- ESTRATTO DEL DOCUMENTO -

Se infine saltasse fuori una tavola rotonda tra lui, me e uno dei Blissett per parlare dei tempi che furono va bene, ma ormai è nel passato. Per noi fu l’occasione per cercare di smuovere qualcosa nella testa della gente, come sempre con qualsiasi forma d’arte in maniera più o meno provocatoria: qualsiasi operazione artistica serve proprio a questo. Tutte le cose fatte da Blissett, a partire dagli attacchi psichici fino a questa, alle performance e agli interventi teatrali della Pneumatica erano in questo senso.
V.S. - Mi hai spiegato chi fossi prima e durante l’esperienza LB. Chi sei adesso, dopo 50 anni di carriera alle spalle in ambito artistico?
A.R. - Ho avuto una carriera in tantissimi ambiti e per una serie di circostanze sono prima di tutto uno scrittore di poesie. Ma sempre pronto a riprendere le attività fatte in precedenza, negli altri campi, dai cortometraggi alle performance, all’astrattismo, al teatro; e comunque continuo per la mia strada, senza cambiare il mio modus operandi, standomene alla larga dalle Istituzioni: che giustamente mi ignorano.
Ho avuto delle belle soddisfazioni con la poesia, non solo in Italia ma anche all’estero. D’altro canto fu anche una scelta obbligata: scrivo poesia, perché è il campo artistico nel quale riesco a raggiungere il maggior numero possibile di persone, con il minimo dispendio di soldi ed energie. Con l’arte astratta questo non sarebbe possibile, non con la situazione che c’è in Italia ad esempio.

- COMPITI -
1) Nell'intervista, elenca tutti i campi che A.R. indica come "altri campi" in cui è sempre pronto a riprendere le attività fatte in precedenza.
2) Riscrivi il brano dell'intervista che comincia con "Se infine saltasse" e prosegue fino a "in questo senso.", mettendo "conversazione" al posto di "tavola rotonda".
3) Continua l'intervista dopo la sua ultima frase.
Le voci provengono da un'altra fonte.

- VOCI ESTRATTE -

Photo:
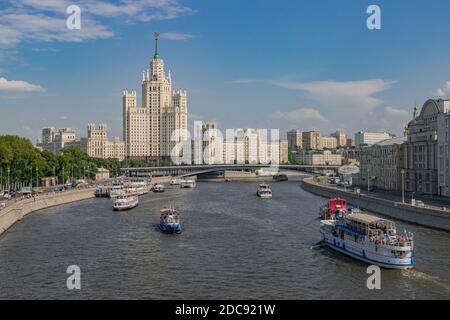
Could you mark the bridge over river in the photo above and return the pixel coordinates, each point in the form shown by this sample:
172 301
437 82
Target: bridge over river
192 170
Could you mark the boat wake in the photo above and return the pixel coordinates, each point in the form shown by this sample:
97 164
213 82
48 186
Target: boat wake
318 245
418 275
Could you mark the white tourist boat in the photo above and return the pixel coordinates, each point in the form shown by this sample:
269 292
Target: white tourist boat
139 187
370 239
158 188
188 183
125 202
264 191
175 182
116 190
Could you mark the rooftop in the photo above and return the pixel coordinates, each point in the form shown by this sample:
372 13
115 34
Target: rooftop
364 218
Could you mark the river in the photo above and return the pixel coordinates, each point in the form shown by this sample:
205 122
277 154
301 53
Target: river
234 245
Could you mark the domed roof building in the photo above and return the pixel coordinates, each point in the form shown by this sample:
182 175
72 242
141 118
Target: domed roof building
421 148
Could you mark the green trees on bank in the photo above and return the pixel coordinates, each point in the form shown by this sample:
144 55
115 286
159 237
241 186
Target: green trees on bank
22 164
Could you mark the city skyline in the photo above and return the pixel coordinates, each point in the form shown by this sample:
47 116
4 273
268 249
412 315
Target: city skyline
55 78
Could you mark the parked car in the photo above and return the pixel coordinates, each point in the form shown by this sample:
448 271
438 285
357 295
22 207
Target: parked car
420 203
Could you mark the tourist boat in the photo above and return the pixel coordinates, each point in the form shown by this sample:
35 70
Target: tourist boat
139 187
101 192
264 191
175 182
125 202
370 239
280 177
158 188
116 190
188 183
334 209
170 221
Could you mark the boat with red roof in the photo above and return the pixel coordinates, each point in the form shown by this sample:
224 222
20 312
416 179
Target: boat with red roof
334 209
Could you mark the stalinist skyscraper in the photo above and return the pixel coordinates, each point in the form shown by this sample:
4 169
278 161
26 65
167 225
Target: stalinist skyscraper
156 130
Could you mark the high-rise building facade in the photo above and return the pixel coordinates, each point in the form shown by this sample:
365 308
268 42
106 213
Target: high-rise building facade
311 140
157 129
294 138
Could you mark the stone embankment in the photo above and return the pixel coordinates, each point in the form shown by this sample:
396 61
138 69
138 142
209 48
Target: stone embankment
17 210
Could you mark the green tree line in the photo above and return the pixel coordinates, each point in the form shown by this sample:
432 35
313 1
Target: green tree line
21 163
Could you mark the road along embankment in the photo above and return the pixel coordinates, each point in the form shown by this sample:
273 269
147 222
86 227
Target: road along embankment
425 216
18 210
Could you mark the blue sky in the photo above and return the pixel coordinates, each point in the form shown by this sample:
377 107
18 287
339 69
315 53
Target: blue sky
262 64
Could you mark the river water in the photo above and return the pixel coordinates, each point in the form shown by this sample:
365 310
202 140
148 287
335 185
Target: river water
234 245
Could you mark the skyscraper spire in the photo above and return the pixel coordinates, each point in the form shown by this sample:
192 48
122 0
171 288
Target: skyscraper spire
156 56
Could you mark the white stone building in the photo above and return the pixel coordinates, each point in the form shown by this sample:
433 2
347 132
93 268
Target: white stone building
99 146
421 148
157 129
369 138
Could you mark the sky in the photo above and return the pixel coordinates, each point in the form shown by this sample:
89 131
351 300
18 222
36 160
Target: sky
246 64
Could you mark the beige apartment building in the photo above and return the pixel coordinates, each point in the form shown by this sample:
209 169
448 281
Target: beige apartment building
341 138
284 151
311 140
99 146
157 129
294 138
55 141
328 143
381 164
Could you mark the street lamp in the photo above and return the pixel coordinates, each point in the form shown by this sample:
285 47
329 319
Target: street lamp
9 187
403 185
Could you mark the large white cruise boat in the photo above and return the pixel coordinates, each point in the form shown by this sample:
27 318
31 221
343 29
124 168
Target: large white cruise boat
125 202
140 187
188 183
264 191
370 239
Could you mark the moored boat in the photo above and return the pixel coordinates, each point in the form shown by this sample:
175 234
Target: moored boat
139 187
158 188
170 221
370 239
264 191
175 182
125 202
101 192
116 190
334 209
188 183
280 177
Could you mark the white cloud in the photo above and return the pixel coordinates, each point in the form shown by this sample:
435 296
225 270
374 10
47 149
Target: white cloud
45 20
444 91
18 85
301 115
176 36
347 94
393 112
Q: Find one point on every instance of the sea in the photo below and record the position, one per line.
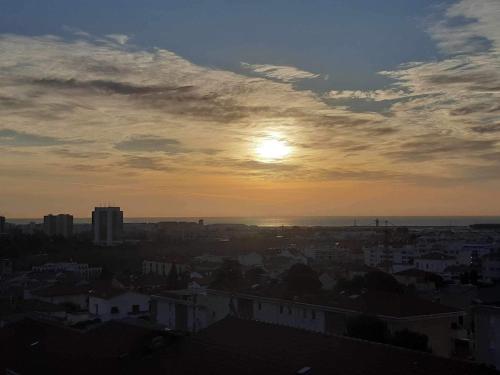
(330, 221)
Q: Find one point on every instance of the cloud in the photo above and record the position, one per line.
(118, 38)
(433, 146)
(372, 95)
(150, 143)
(144, 163)
(280, 72)
(10, 137)
(142, 107)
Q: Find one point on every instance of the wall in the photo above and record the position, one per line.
(487, 331)
(123, 302)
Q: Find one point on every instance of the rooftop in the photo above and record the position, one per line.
(233, 346)
(435, 256)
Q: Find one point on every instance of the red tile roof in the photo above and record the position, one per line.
(234, 346)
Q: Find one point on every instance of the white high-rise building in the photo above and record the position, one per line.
(107, 225)
(58, 225)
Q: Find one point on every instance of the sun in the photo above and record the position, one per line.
(272, 149)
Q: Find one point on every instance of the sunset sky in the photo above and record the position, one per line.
(248, 108)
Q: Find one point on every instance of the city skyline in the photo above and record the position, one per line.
(250, 109)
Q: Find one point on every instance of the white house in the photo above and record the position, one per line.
(57, 294)
(327, 280)
(434, 262)
(180, 310)
(251, 259)
(82, 270)
(490, 266)
(163, 267)
(487, 334)
(114, 303)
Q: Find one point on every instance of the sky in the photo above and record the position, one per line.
(250, 108)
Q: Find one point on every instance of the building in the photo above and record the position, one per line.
(490, 266)
(397, 258)
(111, 302)
(231, 346)
(422, 281)
(76, 295)
(58, 225)
(163, 266)
(435, 262)
(107, 226)
(5, 267)
(237, 346)
(398, 311)
(81, 270)
(179, 310)
(487, 334)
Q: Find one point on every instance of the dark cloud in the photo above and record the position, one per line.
(430, 146)
(80, 154)
(476, 81)
(10, 137)
(145, 163)
(150, 143)
(108, 86)
(475, 108)
(484, 129)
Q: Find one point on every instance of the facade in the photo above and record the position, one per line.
(490, 266)
(58, 225)
(82, 270)
(434, 262)
(59, 294)
(107, 226)
(5, 266)
(433, 320)
(163, 267)
(118, 304)
(487, 331)
(181, 311)
(399, 257)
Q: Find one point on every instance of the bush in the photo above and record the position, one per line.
(369, 328)
(411, 340)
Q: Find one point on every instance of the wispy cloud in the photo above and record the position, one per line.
(280, 72)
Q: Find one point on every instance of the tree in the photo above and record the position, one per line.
(411, 340)
(368, 327)
(302, 279)
(229, 276)
(382, 282)
(253, 275)
(173, 277)
(373, 281)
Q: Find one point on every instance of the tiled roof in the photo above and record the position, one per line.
(234, 346)
(370, 302)
(61, 290)
(412, 272)
(435, 256)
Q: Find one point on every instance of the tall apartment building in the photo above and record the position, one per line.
(107, 225)
(58, 225)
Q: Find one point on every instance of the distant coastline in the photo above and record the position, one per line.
(333, 221)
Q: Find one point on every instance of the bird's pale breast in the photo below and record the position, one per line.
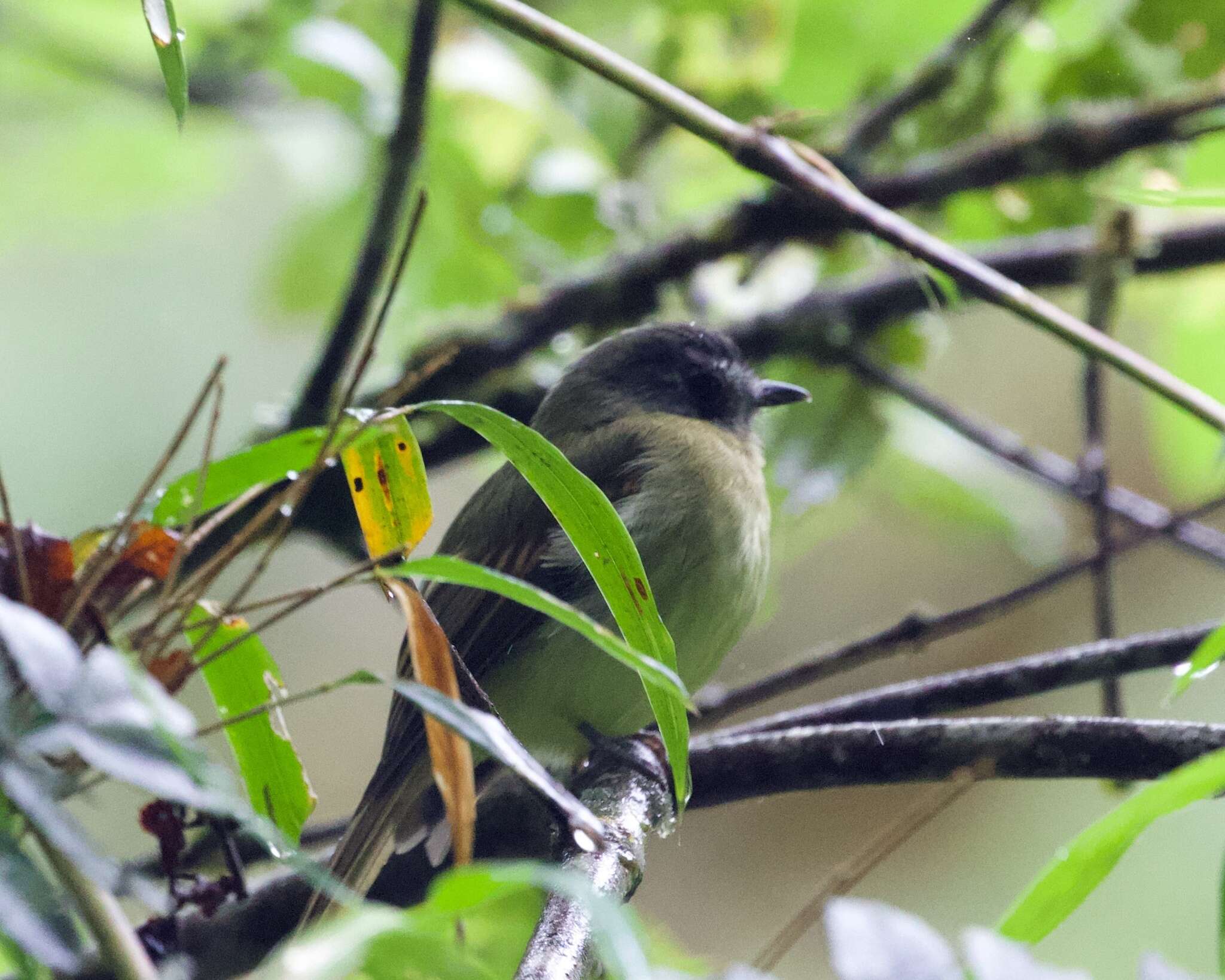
(701, 522)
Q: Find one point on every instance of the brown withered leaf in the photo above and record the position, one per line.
(450, 753)
(147, 555)
(48, 568)
(172, 671)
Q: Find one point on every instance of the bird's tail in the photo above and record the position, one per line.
(384, 818)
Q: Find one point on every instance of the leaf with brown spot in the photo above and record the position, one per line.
(395, 518)
(450, 754)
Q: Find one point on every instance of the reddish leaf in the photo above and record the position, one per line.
(148, 555)
(172, 671)
(48, 568)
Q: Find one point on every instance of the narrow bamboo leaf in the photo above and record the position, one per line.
(483, 729)
(498, 906)
(1082, 865)
(605, 547)
(386, 479)
(1152, 197)
(1220, 921)
(31, 912)
(248, 678)
(461, 573)
(168, 44)
(451, 756)
(233, 476)
(1205, 659)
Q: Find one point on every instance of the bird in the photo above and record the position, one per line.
(659, 417)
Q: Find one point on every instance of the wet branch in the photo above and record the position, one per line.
(738, 767)
(974, 687)
(402, 151)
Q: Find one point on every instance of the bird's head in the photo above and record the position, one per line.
(672, 368)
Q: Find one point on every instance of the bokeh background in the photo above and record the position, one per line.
(132, 255)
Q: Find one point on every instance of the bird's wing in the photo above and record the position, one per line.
(504, 526)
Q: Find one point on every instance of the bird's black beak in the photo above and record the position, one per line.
(770, 394)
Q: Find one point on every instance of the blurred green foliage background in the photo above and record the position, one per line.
(133, 254)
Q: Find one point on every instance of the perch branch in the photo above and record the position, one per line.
(739, 767)
(913, 630)
(631, 805)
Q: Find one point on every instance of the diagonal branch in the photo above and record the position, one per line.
(802, 169)
(716, 702)
(626, 288)
(974, 687)
(739, 767)
(729, 767)
(1049, 467)
(402, 152)
(1105, 272)
(930, 79)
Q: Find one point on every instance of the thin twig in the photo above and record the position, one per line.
(910, 631)
(852, 871)
(403, 150)
(777, 159)
(991, 684)
(1104, 275)
(16, 547)
(930, 79)
(106, 556)
(1047, 466)
(741, 767)
(182, 548)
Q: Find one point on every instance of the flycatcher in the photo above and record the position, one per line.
(659, 418)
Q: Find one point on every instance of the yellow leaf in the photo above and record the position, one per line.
(386, 479)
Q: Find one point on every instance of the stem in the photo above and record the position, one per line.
(778, 159)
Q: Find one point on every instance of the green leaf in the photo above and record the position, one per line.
(607, 549)
(233, 476)
(168, 44)
(245, 678)
(483, 729)
(461, 573)
(1203, 661)
(1082, 865)
(31, 912)
(1150, 197)
(499, 906)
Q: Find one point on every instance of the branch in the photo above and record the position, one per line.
(1049, 467)
(802, 169)
(729, 767)
(930, 79)
(632, 802)
(1104, 273)
(978, 686)
(739, 767)
(403, 148)
(914, 630)
(625, 290)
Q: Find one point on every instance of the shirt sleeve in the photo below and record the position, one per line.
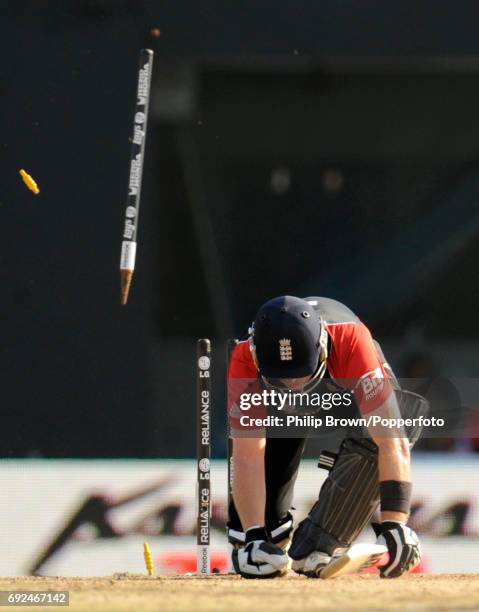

- RISPOSTE FINALI -
1) cortometraggi, performance, astrattismo, teatro

2)
Se infine saltasse fuori una conversazione tra lui, me e uno dei Blissett per parlare dei tempi che furono va bene, ma ormai è nel passato. Per noi fu l’occasione per cercare di smuovere qualcosa nella testa della gente, come sempre con qualsiasi forma d’arte in maniera più o meno provocatoria: qualsiasi operazione artistica serve proprio a questo. Tutte le cose fatte da Blissett, a partire dagli attacchi psichici fino a questa, alle performance e agli interventi teatrali della Pneumatica erano in questo senso.

3)
Se ti chiedono chi è Alberto Rizzi, rispondi che è soprattutto un poeta, ma posso essere anche molto altro. Sono molto Blissett in questo, posso prendere in mano diverse attività e ricavarci qualcosa: dopo mezzo secolo di lavoro ci si riesce ad autovalutare ed essere consapevoli del fatto che, per esempio, la musica è meglio che me la scordi; ma che probabilmente nel campo della scultura, anche se non ho mai fatto nulla, qualche idea buona potrei avercela.
È un discorso di circostanze. Fino a pochi anni fa c’era una persona a Ferrara che mi portava in palmo di mano e che mi fece fare tante mostre e presentazioni di libri, ma purtroppo ora è morta. Sono i casi della vita. Attualmente seguo la mia attività che è al 95% scrittura il cui 95% è scrittura poetica. Se ci saranno altre occasioni, le coglierò.
V.S. - A cosa stai lavorando al momento?
A.R. - Ho alcune raccolte di poesie in vari stadi di lavorazione, ce n’è una di cui non dico niente, per scaramanzia, in quanto potrei perfino aver trovato un editore serio; e una che sarà pronta l’anno prossimo, e poi alcune altre ancora incomplete. Ho anche una raccolta di racconti di stampo “goth” anch’essa in cerca di editori. Tutti gli altri progetti possibili sono “in sonno”.